## Start

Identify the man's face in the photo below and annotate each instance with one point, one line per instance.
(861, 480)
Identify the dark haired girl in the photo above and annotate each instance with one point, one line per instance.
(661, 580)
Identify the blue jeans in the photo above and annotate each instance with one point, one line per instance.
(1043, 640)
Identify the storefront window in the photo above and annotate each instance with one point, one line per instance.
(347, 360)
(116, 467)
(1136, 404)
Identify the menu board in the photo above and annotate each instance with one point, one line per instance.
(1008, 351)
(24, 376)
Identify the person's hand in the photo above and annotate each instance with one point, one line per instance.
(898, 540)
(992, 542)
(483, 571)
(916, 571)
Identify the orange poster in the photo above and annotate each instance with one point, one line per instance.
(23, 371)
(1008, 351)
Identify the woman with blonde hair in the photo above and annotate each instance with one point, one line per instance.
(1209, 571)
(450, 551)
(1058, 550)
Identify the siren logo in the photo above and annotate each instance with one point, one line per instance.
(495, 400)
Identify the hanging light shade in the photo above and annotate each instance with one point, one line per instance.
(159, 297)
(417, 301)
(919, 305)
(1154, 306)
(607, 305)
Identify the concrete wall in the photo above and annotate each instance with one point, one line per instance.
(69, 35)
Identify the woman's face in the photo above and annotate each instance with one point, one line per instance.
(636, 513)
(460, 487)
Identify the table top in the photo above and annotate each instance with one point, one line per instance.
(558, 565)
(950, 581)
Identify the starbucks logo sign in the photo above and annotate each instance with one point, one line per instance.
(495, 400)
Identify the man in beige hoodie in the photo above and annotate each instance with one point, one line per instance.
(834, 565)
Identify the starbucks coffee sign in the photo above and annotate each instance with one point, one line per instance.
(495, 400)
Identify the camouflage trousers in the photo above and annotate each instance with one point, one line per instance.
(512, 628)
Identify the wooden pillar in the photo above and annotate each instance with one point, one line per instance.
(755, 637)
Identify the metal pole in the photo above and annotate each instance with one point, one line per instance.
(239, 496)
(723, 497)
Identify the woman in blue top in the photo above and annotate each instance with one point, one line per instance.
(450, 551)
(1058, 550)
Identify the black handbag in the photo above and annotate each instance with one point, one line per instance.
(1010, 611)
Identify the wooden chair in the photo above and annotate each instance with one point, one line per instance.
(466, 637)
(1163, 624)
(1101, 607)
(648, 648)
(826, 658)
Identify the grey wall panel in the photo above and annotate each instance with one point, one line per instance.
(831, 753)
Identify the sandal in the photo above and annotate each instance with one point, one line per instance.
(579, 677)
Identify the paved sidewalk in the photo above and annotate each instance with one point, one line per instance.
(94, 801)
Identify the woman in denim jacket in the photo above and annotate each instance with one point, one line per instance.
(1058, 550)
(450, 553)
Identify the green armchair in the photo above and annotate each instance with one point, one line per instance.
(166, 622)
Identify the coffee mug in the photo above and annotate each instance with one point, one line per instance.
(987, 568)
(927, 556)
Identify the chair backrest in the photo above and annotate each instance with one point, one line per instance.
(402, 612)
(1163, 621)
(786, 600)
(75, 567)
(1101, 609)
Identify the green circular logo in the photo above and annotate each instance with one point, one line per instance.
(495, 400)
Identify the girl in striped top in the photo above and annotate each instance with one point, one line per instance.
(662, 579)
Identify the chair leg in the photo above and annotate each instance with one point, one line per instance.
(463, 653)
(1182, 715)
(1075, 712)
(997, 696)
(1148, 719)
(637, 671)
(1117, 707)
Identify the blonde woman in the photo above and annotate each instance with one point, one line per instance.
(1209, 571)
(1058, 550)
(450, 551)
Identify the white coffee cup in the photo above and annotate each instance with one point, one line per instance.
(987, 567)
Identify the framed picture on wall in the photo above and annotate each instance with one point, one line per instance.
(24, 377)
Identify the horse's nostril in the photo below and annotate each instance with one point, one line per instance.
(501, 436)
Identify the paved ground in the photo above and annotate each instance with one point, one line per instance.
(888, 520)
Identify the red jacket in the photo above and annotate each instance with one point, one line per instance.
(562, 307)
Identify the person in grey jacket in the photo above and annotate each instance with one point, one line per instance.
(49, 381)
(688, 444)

## End

Can you turn the lines of the records above, starting at the line that contains "Identify the woman in blue" and ending at the line that contains "(1101, 609)", into a Markdown table with a Row column holding a row number and a Line column holding the line, with blank lines left out?

| Row | Line |
|---|---|
| 1 | Identify the woman in blue top in the photo above and annotate each instance with one point, one line per instance. |
| 2 | (450, 551) |
| 3 | (1058, 550) |
| 4 | Identify the black handbag in the photo above and annotate each instance with one point, one line per instance. |
| 5 | (1010, 611) |
| 6 | Identify the wooden chair in the photo above and annotate each instance with one point, one line per instance. |
| 7 | (466, 637) |
| 8 | (1163, 624) |
| 9 | (1101, 607) |
| 10 | (648, 648) |
| 11 | (826, 658) |
| 12 | Identify the grey wall panel in the photo above and annotate each instance with one point, one line per instance. |
| 13 | (831, 753) |
| 14 | Identify the sandal in the photo above and annotate each instance with one point, one line per instance. |
| 15 | (579, 677) |
| 16 | Identify the paved sidewalk in the photo above and annotate each instance with one point, one line per instance. |
| 17 | (94, 801) |
| 18 | Identify the woman in denim jacket in the photo above and annotate each instance with one point, one line per instance. |
| 19 | (1058, 550) |
| 20 | (450, 553) |
| 21 | Identify the green armchair in the photo above and annotate each instance with one point, one line per instance. |
| 22 | (166, 622) |
| 23 | Identify the coffee mug in the photo above and annotate each instance with one point, one line per instance. |
| 24 | (987, 568) |
| 25 | (927, 556) |
| 26 | Identify the chair backrest in the photo above and annotate each instance with one point, one line per instance. |
| 27 | (402, 612) |
| 28 | (1163, 621) |
| 29 | (786, 600) |
| 30 | (75, 567) |
| 31 | (1101, 609) |